We all have that one friend whose life could be a Hallmark movie. She spends her days organizing family sing-a-longs, has slow-motion snowball fights, and she snuggles with her family by the fireplace, drinking cocoa and wearing matching pajamas. The Golden Retriever has a matching neckerchief. And the toddler doesn’t spill hot chocolate on the white, plush velvet couch.
This woman is too amazing to hate. I imagine she cries one beautiful tear that rolls slowly down her cheek as she ponders her incredible existence. The soundtrack to her life would be all violins and cellos.
My life’s soundtrack is basically a record scratch.
So how do I know this perfect woman with her perfect hair and her perfect family and her perfect life?
I follow her on social media. (Stalking is such a harsh word.)
She posts pictures of her family cheerfully eating dinner that didn’t come from a freezer box, or shares a video as she dances out the door in a slinky red dress that she’s wearing to a charity event where she’ll donate her time to help orphaned goats in Uzbekistan.
I’ve never owned a slinky red dress. I’ve never saved orphaned goats.
This woman has a circle of friends that travel to spa retreats and spiritual workshops. I imagine them talking on the phone, laughing at the extraordinary circumstances that allowed them to live on this planet with such good fortune.
My friends need to ramp up their game.
Her Instagram feed is an advertisement for excellence. Her children willingly pose for family photos, her redecorated bathroom (that she did for less than $50) is chic and stylish.
My family photoshoots turn into a fistfight, and my effort at redecorating my bathroom consisted of a sloppy repaint in a color that was supposed to be “seafoam green,” but looks more like “hospital lunchroom.”

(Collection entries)
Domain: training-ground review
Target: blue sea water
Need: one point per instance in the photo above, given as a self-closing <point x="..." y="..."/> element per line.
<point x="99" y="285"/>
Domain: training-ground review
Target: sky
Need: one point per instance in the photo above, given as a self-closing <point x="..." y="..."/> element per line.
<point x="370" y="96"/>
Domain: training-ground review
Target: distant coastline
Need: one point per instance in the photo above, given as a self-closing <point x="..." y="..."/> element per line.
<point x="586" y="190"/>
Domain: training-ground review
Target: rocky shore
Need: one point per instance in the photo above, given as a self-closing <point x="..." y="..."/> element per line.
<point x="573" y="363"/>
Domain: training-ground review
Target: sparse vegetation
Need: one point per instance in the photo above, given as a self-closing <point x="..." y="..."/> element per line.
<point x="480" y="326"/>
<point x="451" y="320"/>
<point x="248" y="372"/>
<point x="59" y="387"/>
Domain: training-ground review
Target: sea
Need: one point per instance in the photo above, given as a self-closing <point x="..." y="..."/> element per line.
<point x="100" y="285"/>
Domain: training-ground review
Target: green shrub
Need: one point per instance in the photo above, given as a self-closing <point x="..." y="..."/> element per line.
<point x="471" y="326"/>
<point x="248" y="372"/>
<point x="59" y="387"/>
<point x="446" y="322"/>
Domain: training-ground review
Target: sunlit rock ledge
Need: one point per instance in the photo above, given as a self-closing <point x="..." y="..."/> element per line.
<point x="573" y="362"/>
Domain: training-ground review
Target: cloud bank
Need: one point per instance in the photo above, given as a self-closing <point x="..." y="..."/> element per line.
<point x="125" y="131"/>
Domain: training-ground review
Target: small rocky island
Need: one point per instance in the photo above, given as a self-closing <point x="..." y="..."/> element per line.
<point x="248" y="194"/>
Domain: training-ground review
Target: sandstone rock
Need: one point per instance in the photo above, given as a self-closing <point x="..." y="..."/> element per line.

---

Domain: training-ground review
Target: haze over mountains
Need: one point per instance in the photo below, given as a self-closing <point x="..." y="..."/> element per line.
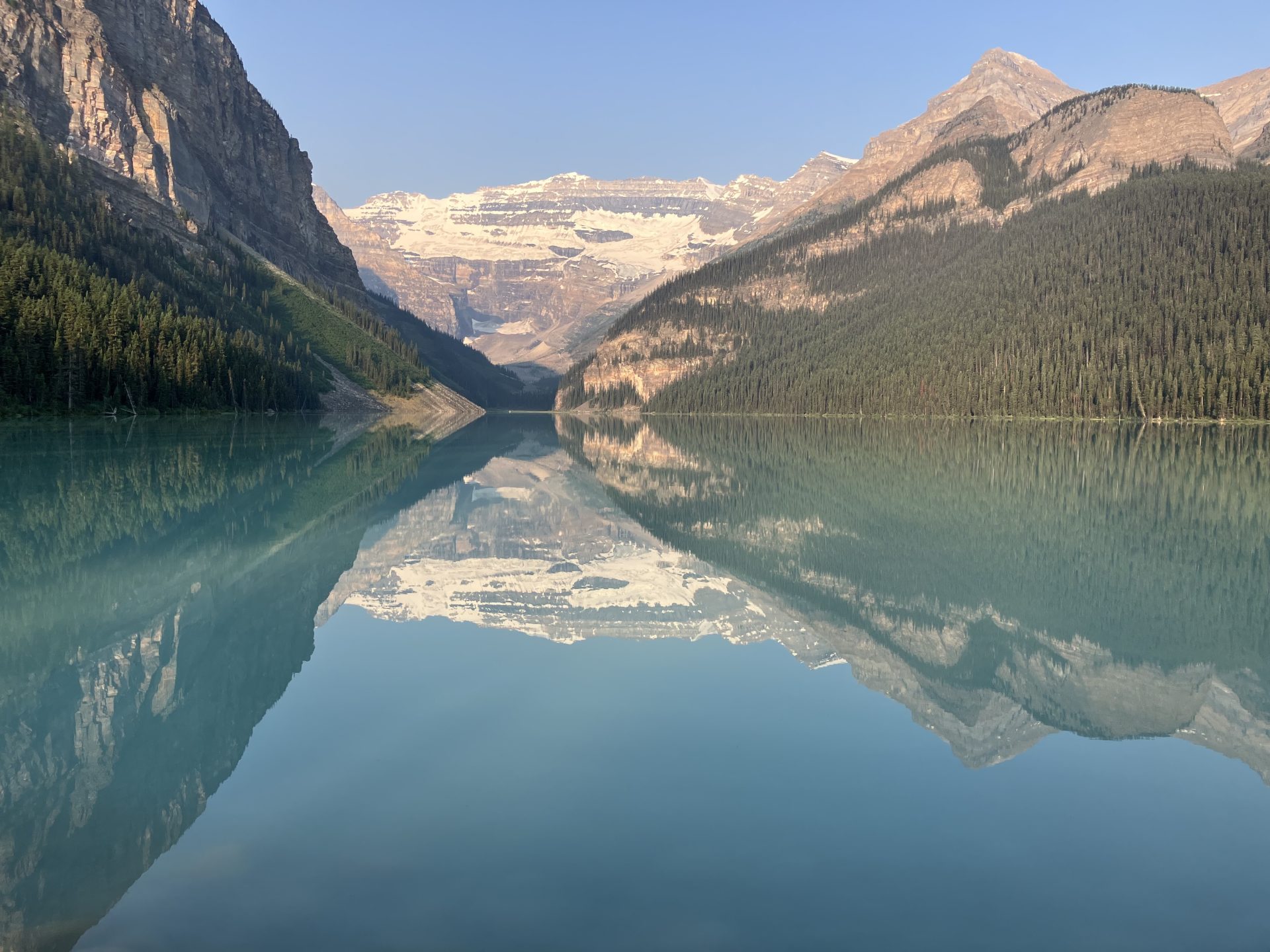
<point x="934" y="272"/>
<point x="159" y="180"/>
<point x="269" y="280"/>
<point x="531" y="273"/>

--

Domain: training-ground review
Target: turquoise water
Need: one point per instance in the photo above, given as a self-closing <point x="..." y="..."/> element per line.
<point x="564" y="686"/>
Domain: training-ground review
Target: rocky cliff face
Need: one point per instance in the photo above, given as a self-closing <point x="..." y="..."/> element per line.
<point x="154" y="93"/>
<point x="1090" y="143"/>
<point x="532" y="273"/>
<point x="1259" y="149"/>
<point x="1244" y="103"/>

Task item:
Please answer these questions about the essay on the picture-perfect friend seen on social media:
1. What kind of dog has a matching neckerchief?
2. In what country are the orphaned goats that the charity event helps?
3. How much did the friend spend redecorating her bathroom?
These records have no connection to the text.

Answer for the task:
1. A Golden Retriever.
2. Uzbekistan.
3. Less than $50.